Very good tutorial by Aaron Seigo here:

by Sorin M (not verified)

I have to agree with Mosfet also. Every time I install KDE i touch almost every part of Kcontrol. More, sometimes I have several users on the same machine with different desktop configuration corresponding to what I am doing.

It seems that every comparison between Windows and Linux from a long time starts with "my grandma", "my mother", "Joe the user" and so forth. Users are NOT a bunch a stupid people. Some of them may be uninterested or not knowledgeable enough but that can change in time (and will change if there are reasons).

What would be interesting would be to be able to have multiple "full" configurations. I would like to change immediately almost everything according to several previous setups. Say I am working on my 21 inch monitor. A set of fonts, colors (CRT's are not the same, some color scheme is better that another one') and so forts. But maybe I am working directly from my 800x600 laptop. Everything changes then. Color scheme (tft is different) fonts, smaller panel, smaller icons and so forth.

Sorin M

by Luke-Jr (not verified)

I think it would be a great idea for each setting in KDE to be assigned a configuration level. Maybe from 1 to 10. By default, only options in level 3 or lower might be shown. At the top of the Control Center, maybe in the menu area if Qt allows it, there could be a simple slider from Simple to Expert which would change the viewed configuration level. The problems with this system would be when certain sections have only one option at a level. In that case, it might be combined with other similar sections though how that would be decided, I'm not sure. Perhaps make an internal (not seen by the user) tree with more levels of similar sections or something...

by Mosfet (not verified)

I went a lot more in depth with the new commentary and it addresses a lot of the things said here!

by Clicked on Open... (not verified)

Apple has a very configurable desktop ... the UI for configuring it is sane however. Anyone who has honestly studied the interaction of average users with the KDE control centre will have to admit. The UI is insane, complex, inconsistent, non-intuitive and merely papered over by a "help system" to try to explain how it works - it shouldn't require as much explanation or a many icons. You don't have to take a HID course to understand this.

It's the configuration UI and UI of various configuation elements that is the problem - not "configurability" per se ....

XP has improved over KDE seems deadset on being as confusing as XP plus a little more confusion for good measure. That's why people keep refering to Mac's and to "uncluttered" UI .... because KDE like XP is whacky ...

> Apple has a very configurable desktop

Wrong, MacOSX didn't allow me to turn off Minimize/maximize animations, which piss me off.

And that's just one example. No multiple desktops, poor configurability of the dock and no panel applets are others.

Strange, I have a friend who did exactly this. Sorry, I can't tell you how but I think it had something to do with speed or so

by Peter Shaw (not verified)

I'd like to be able to configure a general configuration page like Look, where I'm able to configure "Flat V2" "Redmond XP" etc., Background and Double-/Single-Click. When I want to configure more precisely I can create my own profile (starting with an already existing one) which consists of Desktop, Taskbar, Mouse Behaviour, Window Decoration ... which again have more general profiles by default ...
It then would be great, when every subpart of that configuration could be delivered as seperate software module for download from websites like

A general setup configured in KControl could be inherited by individual application (like for example a localized keyboard layout for KWord). The configuration of those applications should again be hierarchical and every subpoint should have the option "KDE default" to modify only the parts wanted.

Also I think KControl shouldn't get too bloated. I personaly don't like the idea of an M$ Control Panel for everything. Stuff like system time, font management, network configuration, management of personal information (email), system information ... doesn't belong into the same application, but in seperate tools. WebBrowsing is of relevance only for Konqueror and thus should be in the Konqueror settings page only.

SUPPLIED INFORMATION =
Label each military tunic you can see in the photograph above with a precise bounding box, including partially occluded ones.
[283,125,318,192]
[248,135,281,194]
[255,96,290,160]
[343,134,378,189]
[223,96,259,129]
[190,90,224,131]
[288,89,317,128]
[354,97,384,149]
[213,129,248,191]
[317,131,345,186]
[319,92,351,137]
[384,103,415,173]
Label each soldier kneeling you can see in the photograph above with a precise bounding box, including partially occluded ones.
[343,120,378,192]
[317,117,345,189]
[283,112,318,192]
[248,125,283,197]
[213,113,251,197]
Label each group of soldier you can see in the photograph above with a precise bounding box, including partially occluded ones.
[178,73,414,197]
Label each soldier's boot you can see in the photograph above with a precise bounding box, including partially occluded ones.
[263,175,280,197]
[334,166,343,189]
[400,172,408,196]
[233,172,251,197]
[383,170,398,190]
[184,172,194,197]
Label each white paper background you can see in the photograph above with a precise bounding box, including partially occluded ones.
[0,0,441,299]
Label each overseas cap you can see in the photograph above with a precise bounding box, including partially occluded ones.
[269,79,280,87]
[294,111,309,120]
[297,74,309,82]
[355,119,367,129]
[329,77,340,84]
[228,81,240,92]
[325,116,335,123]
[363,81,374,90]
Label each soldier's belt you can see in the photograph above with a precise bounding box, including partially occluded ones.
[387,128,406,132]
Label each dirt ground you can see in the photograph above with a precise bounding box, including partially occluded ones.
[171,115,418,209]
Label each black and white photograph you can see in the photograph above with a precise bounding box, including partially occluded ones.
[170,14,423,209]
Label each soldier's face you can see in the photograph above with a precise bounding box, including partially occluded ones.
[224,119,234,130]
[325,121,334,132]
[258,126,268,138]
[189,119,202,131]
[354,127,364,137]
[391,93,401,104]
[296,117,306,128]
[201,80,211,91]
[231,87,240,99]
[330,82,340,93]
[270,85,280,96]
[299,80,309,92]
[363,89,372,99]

WRITTEN TASKS =
• 1. Answer these questions using the KDE configuration comments:
(a) What resolution does Sorin M give for the laptop?
(b) In Luke-Jr's proposal, which options might be shown by default?
(c) According to Peter Shaw, where should the WebBrowsing settings appear?
• 2. Extend the KDE configuration comments, starting after their final sentence.
The entries come from a different source than the KDE configuration comments.

RESPONSES FOR EACH TASK =
• 1.
(a) 800x600.
(b) Options in level 3 or lower.
(c) Only in the Konqueror settings page.

• 2.
Generally it'd be great being able to configure GTK/GNOME and QT/KDE stuff in the same interface ... ok, ok :D

As a last point, I agree that the look of KDE configuration dialogs should be homogenous. For example, the panel on the left side in Konqueror 3.1 I find confusing.

by Bryan (not verified)

KDE is better to me because it can highly be personalized, some where like 30 times more than Gnome, KEEP IT!!!! and IMPROVE IT!!!!! Those two things will make KDE users stay with KDE

by Jamin Gray (not verified)

I'm sick of the endless debate, however, personally I think it's nice that KDE and GNOME have something that really distinguishes them from each other. They are taking very different approaches. I don't think most people are going to choose their desktop based on what toolkit it's based on or what is the primary language used to develop the apps or what themes are available. What's really going to make a difference is how pleasant the interface is to use. Is it a joy to use or a bitch? The next couple years will be telling ones...

by Ken Arnold (not verified)

I agree with Mosfet, and have this to add.

It all boils down to this:

Just having MORE configuration options is not better.
Having BETTER configuration options is better.

(I feel almost ashamed that I have to say this explicitly; it's a well-known fact.)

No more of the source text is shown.